--- Start of TEXT TO READ ---

After a lengthy discussion with business players (mainly startups in the payment systems sector, such as e-money issuers and payment gateway providers), at the end of 2017, Bank Indonesia issued regulation No. 19/12/PBI/2017 on the Organisation of Financial Technology (the Fintech regulation).

In general, the Fintech regulation imposes an obligation on fintech players that provide or will provide fintech services to register with/submit an activity report to Bank Indonesia, the Indonesian Central Bank. Certain exceptions to the registration requirement apply to fintech players that fall under the supervision of different authorities. An example is the popular online peer-to-peer (P2P) lending players which fall under the supervision of the Indonesian Financial Services Authority (OJK).

Another feature the fintech regulation introduces is the regulatory sandbox for fintech players. Below is a brief introduction to these initiatives.

First regulation to mention the regulatory sandbox

The Fintech regulation is the first regulation issued by an Indonesian authority that explicitly refers to the regulatory sandbox. Before it, the OJK issued Regulation No. 77/POJK.01/2016 on IT-based Money Lending Services (the P2P lending regulation) regulating P2P lending service providers (that are open to 85% for foreign share ownership). This regulation introduces a registration process before P2P lending services providers can apply for a business licence. A registration certificate is far less burdensome to obtain than a business licence, yet P2P lending services providers can operate fully upon obtaining a registration certificate, but they must have applied for a business licence within a year.

Although not explicitly stated in the regulation, according to a variety of sources, the above gap between registration and obtaining a business licence was once claimed to be the OJK's version of a regulatory sandbox, because it provides space for these businesses to operate under minimal regulatory requirements for a year before they must play according to the stricter rules which apply to obtaining a business licence. However, Bank Indonesia's version of the regulatory sandbox is different from that of the OJK. Currently, the OJK is in the process of preparing another regulation that may be similar to Bank Indonesia's regulatory sandbox.

In Bank Indonesia's version, the regulatory sandbox is a space where fintech players, including foreign companies, can try out their products, services, technology or business models, in a very limited manner (eg for a limited period, with limited coverage and for a limited number of users). In that sense, while fintech players can try out their products, they cannot fully operate like services providers covered by the P2P lending regulation during this registration phase.

Why the regulatory sandbox matters

In the fintech business, products often develop faster than the regulations. It is not uncommon for fintech products to not clearly fall under any of the Bank Indonesia categories of payment system services (eg payment cards, e-money (which is overseen by a new regulation issued on 4 May 2018), digital wallets, payment gateways, switching services providers and proprietary channels). The regulatory sandbox provides businesses with a chance to find out whether or not their products fall under a certain business classification, and therefore if they require a licence.

In a number of public awareness events, the players have expressed the expectation that participants in the regulatory sandbox, if they pass the test, have an advantage in the licensing procedure as they have met Bank Indonesia's expectation that they will comply with the prevailing regulations during the trial period. This incentive is fairly important from a commercial perspective as in practice, obtaining a licence to provide payment system services can be quite burdensome.

--- End of TEXT TO READ ---

WHAT YOU WILL DO:
A. According to the passage on Indonesia's fintech regulation, which authority supervises online peer-to-peer lending players?
B. Return everything in the passage on Indonesia's fintech regulation from "After a lengthy" down to "Services Authority (OJK).", copied word for word.

--- Start of RECORDS SUPPLIED ---

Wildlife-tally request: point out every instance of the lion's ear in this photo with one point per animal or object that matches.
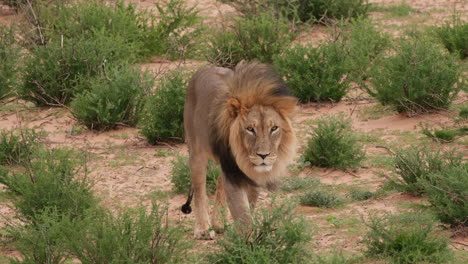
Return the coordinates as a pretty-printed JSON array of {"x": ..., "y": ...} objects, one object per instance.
[{"x": 233, "y": 106}]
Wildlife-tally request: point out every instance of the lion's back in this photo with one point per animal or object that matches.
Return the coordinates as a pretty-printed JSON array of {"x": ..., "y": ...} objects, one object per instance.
[{"x": 203, "y": 88}]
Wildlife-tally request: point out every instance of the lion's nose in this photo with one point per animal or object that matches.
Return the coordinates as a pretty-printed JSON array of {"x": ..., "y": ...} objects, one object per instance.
[{"x": 263, "y": 156}]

--- End of RECORDS SUPPLIED ---

SOLUTIONS BELOW:
A. The Indonesian Financial Services Authority (OJK).

B.
After a lengthy discussion with business players (mainly startups in the payment systems sector, such as e-money issuers and payment gateway providers), at the end of 2017, Bank Indonesia issued regulation No. 19/12/PBI/2017 on the Organisation of Financial Technology (the Fintech regulation).

In general, the Fintech regulation imposes an obligation on fintech players that provide or will provide fintech services to register with/submit an activity report to Bank Indonesia, the Indonesian Central Bank. Certain exceptions to the registration requirement apply to fintech players that fall under the supervision of different authorities. An example is the popular online peer-to-peer (P2P) lending players which fall under the supervision of the Indonesian Financial Services Authority (OJK).